▶ [What is expected]: Write out, word for word, the lines of the listing below between the line containing "Point to one spot on every instance of the trouser" and the line containing "[(773, 287), (832, 248), (743, 283)]", inclusive.

--- start Source records ---

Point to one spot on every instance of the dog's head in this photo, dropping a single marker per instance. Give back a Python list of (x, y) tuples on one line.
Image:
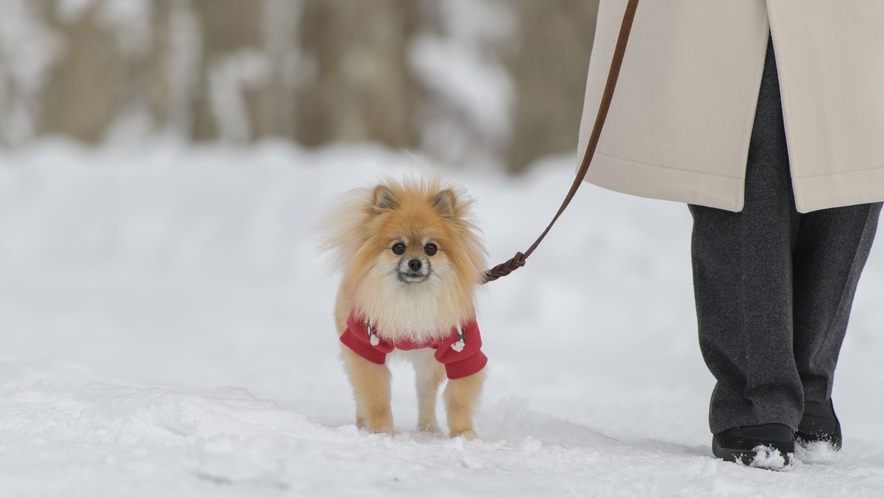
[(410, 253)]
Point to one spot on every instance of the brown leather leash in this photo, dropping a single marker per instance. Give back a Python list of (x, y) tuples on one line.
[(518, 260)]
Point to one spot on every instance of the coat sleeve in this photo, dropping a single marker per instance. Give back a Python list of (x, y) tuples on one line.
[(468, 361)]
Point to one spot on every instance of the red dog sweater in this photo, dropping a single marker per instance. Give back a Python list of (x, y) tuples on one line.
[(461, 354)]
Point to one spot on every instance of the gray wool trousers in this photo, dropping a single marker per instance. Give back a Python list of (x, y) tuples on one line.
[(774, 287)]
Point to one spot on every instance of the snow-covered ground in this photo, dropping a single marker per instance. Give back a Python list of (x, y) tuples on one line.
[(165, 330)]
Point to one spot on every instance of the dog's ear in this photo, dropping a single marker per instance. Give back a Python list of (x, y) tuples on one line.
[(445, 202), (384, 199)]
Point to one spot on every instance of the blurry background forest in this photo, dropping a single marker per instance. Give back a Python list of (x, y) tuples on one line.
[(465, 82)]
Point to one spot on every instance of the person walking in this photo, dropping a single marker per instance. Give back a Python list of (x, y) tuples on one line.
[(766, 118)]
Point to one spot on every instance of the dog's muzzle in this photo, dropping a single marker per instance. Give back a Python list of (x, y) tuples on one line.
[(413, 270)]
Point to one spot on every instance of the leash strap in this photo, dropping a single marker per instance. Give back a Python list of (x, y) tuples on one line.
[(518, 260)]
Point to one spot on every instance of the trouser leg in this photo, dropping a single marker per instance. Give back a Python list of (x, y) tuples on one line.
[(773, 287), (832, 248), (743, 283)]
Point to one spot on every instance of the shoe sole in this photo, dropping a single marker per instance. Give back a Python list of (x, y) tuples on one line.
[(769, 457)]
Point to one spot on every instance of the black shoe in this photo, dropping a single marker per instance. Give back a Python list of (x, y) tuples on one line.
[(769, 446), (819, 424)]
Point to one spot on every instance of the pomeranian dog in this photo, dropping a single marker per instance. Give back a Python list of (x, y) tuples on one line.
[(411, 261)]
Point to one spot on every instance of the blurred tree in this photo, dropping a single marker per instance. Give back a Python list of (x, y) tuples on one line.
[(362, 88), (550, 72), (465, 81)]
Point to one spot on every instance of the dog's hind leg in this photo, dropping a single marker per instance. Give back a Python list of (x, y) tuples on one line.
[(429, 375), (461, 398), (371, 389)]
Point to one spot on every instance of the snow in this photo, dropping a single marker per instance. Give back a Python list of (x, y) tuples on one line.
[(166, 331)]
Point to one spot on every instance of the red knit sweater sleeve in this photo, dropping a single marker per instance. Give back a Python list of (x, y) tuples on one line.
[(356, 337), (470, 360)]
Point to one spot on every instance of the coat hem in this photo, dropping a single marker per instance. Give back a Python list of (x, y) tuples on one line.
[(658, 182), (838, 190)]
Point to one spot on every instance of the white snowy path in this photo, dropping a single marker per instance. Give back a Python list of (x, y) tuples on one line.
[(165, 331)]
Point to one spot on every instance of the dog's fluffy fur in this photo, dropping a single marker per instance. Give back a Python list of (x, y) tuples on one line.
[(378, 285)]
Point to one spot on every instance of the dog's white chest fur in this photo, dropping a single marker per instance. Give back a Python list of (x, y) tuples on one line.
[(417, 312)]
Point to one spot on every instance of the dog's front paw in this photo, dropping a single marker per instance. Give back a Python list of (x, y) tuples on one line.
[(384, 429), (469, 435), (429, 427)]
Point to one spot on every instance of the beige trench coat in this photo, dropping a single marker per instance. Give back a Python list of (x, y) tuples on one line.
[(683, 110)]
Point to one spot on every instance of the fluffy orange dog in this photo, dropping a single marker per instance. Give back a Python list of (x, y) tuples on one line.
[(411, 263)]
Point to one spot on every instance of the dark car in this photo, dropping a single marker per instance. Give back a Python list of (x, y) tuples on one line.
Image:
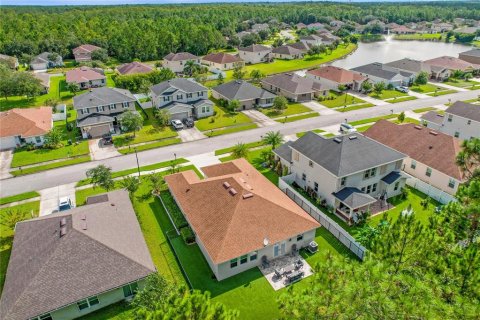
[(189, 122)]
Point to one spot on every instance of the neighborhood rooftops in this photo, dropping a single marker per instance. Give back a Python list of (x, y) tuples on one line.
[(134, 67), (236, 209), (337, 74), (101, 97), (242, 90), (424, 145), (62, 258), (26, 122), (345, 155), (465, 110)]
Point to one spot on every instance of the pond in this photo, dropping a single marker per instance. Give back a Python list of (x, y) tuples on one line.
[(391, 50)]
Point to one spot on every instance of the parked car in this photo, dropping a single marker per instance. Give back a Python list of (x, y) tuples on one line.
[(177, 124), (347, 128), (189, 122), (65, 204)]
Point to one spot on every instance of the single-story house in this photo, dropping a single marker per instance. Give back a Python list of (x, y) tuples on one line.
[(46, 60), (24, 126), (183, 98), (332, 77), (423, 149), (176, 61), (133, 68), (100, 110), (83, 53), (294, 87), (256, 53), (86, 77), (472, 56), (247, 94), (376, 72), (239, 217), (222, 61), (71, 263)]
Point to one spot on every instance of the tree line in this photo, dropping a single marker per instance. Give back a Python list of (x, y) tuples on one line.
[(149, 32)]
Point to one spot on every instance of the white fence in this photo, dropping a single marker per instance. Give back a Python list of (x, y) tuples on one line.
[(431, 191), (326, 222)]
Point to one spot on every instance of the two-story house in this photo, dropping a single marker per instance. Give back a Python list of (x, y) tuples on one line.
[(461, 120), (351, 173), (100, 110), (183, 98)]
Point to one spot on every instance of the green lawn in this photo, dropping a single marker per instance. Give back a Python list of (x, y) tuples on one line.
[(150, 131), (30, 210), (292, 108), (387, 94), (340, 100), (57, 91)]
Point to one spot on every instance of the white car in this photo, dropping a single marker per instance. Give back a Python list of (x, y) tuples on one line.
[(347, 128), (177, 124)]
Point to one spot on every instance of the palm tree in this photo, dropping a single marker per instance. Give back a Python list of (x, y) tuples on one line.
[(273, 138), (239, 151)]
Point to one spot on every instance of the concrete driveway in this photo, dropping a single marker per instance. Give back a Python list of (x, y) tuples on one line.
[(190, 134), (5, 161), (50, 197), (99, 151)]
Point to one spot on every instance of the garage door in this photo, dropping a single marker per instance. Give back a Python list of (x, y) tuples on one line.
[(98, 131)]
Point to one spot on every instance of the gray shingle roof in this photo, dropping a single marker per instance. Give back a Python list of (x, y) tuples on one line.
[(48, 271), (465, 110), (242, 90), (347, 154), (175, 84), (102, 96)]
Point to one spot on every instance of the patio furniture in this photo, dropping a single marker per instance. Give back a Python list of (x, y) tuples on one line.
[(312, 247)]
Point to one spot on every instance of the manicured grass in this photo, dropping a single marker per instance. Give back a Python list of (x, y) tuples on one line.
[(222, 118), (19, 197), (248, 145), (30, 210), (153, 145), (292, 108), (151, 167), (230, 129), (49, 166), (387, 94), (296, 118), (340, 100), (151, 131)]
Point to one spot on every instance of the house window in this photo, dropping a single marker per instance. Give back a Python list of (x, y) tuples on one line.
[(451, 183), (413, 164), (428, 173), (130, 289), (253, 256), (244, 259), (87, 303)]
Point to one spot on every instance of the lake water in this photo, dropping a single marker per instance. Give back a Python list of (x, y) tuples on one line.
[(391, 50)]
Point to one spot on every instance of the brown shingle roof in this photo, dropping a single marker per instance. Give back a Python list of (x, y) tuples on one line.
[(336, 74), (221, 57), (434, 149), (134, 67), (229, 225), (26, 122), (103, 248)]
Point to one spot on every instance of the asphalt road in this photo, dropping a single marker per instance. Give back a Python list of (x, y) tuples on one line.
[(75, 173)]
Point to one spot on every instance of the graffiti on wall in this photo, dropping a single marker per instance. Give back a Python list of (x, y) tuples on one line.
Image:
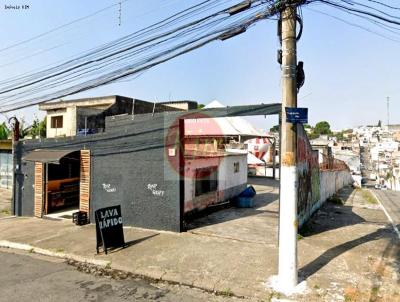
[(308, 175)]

--- end Source records ---
--- start Source records ---

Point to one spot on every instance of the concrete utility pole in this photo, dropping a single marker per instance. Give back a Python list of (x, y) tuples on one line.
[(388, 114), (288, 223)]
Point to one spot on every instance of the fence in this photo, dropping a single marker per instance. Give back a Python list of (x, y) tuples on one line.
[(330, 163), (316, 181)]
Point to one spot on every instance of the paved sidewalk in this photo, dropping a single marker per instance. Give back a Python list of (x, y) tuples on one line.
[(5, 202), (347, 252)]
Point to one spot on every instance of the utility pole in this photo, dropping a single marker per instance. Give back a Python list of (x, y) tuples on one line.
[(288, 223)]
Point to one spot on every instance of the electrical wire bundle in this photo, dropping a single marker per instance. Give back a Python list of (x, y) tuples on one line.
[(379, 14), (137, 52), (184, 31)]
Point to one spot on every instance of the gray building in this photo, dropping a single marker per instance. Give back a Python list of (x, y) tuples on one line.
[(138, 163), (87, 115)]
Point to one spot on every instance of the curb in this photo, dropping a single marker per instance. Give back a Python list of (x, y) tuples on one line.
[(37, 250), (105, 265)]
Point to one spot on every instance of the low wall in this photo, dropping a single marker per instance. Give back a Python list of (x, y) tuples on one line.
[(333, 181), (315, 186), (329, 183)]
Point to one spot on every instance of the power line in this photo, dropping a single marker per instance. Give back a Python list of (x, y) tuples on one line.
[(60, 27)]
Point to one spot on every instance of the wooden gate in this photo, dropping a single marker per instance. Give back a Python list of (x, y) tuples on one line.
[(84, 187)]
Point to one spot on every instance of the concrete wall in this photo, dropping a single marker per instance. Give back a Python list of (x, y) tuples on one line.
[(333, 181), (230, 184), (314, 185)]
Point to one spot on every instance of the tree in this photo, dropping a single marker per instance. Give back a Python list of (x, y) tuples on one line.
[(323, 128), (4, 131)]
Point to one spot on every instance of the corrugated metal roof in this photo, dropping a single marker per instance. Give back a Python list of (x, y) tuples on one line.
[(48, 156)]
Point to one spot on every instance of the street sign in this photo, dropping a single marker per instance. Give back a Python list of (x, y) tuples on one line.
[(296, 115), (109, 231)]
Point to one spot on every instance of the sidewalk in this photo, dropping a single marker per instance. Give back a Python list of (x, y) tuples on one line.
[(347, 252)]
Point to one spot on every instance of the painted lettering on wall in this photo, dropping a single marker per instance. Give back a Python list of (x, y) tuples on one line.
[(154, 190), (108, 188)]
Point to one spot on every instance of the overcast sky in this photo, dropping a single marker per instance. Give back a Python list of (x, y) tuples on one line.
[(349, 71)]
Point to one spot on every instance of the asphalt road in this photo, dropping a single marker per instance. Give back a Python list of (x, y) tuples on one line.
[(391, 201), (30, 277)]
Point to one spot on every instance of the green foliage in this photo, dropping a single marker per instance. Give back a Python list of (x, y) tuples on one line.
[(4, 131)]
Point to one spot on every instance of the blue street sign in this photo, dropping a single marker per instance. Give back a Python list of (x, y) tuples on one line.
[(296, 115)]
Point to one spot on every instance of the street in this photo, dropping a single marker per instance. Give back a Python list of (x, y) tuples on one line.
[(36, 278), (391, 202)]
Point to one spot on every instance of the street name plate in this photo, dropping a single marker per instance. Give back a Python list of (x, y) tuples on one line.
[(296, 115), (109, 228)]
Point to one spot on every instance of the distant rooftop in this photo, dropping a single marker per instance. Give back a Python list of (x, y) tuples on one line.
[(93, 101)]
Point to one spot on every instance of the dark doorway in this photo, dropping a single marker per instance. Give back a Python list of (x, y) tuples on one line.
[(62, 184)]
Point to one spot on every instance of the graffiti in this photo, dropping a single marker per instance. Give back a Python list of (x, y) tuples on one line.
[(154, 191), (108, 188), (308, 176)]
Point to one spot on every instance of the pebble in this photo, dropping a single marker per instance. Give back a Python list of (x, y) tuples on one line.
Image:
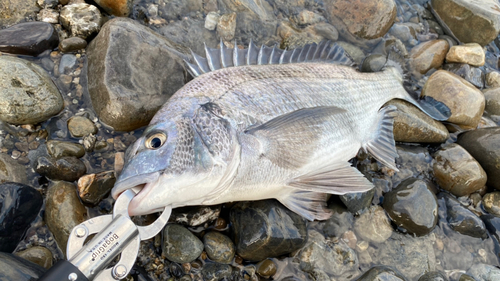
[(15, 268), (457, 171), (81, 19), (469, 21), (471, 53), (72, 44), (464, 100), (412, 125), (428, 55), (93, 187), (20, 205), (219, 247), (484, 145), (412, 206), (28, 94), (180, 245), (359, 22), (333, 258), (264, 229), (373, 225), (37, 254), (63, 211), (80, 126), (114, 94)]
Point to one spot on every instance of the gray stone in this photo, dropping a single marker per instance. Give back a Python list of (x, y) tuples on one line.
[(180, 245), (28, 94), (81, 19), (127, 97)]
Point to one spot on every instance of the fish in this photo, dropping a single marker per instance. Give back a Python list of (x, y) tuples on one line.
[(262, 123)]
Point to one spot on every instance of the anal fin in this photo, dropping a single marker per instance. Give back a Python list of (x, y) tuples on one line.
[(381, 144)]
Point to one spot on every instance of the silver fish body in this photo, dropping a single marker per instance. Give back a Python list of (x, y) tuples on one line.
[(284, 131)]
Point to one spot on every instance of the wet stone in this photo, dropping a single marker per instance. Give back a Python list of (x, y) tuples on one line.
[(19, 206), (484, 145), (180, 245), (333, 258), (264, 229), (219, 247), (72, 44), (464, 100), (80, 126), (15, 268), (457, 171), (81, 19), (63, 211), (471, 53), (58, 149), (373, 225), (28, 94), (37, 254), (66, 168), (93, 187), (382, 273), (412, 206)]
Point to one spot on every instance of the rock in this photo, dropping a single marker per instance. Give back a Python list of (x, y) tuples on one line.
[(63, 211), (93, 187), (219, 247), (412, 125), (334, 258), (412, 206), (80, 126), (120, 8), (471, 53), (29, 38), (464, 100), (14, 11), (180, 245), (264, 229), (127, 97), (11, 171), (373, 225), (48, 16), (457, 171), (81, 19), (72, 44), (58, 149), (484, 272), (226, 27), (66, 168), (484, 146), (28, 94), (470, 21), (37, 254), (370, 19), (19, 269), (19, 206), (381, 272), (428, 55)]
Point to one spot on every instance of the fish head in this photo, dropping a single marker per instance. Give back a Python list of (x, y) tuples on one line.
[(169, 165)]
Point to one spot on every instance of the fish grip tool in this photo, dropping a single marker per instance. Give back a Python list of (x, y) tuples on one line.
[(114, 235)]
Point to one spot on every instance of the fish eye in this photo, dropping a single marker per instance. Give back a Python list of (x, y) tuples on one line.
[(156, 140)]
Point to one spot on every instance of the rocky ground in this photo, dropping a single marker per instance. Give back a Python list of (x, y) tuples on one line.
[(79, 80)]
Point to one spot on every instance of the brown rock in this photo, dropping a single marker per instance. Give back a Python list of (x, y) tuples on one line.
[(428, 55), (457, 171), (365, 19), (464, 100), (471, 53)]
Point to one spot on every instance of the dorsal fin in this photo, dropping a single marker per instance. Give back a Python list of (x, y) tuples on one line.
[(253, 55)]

--- end Source records ---
--- start Source records ---

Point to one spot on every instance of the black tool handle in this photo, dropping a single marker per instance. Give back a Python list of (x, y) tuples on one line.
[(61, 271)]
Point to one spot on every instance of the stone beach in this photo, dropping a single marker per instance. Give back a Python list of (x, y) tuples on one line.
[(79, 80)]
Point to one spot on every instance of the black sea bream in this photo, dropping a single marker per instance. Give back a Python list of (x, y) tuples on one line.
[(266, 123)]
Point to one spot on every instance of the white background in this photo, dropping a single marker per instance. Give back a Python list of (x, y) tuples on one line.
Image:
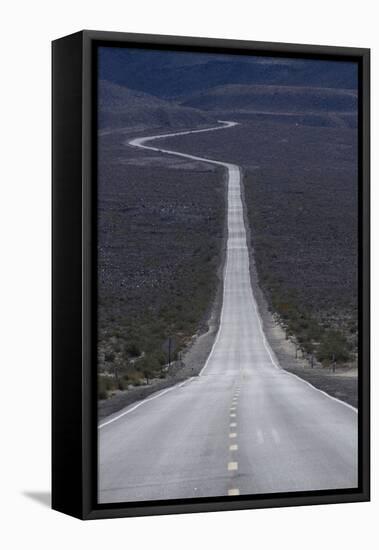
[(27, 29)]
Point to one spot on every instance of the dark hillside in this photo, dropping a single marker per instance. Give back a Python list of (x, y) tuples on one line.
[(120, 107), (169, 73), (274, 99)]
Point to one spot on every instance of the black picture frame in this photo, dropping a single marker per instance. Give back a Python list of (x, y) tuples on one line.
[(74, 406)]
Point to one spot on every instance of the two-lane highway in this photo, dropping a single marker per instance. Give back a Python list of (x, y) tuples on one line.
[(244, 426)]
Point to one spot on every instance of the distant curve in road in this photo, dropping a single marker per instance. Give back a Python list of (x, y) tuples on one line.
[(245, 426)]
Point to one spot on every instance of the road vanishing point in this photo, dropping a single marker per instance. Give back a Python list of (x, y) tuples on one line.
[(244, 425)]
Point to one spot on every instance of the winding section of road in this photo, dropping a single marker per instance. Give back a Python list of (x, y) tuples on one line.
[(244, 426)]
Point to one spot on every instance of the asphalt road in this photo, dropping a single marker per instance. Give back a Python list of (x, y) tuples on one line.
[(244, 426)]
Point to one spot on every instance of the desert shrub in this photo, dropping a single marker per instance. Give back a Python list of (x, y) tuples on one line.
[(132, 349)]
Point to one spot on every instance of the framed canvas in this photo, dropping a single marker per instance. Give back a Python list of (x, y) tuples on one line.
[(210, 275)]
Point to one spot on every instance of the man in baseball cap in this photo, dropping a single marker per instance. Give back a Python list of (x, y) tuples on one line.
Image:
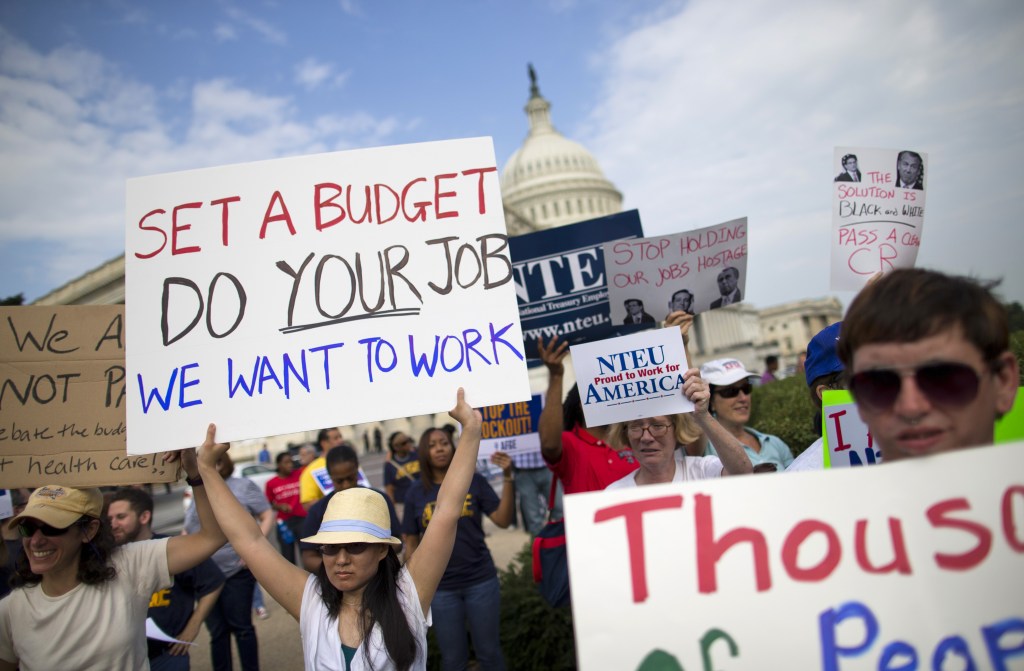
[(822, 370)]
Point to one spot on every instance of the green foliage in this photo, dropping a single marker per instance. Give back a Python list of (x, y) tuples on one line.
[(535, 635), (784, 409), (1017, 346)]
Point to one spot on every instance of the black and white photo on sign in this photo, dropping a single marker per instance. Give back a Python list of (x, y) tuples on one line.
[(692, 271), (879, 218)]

--- end Source records ---

▶ [Solution to this problem]:
Point to one spot on every instance of the trouser leg in this photo, dropping a single marker per instance. Give back a Python list of (x, y) tuples on one line.
[(773, 287), (832, 248), (743, 283)]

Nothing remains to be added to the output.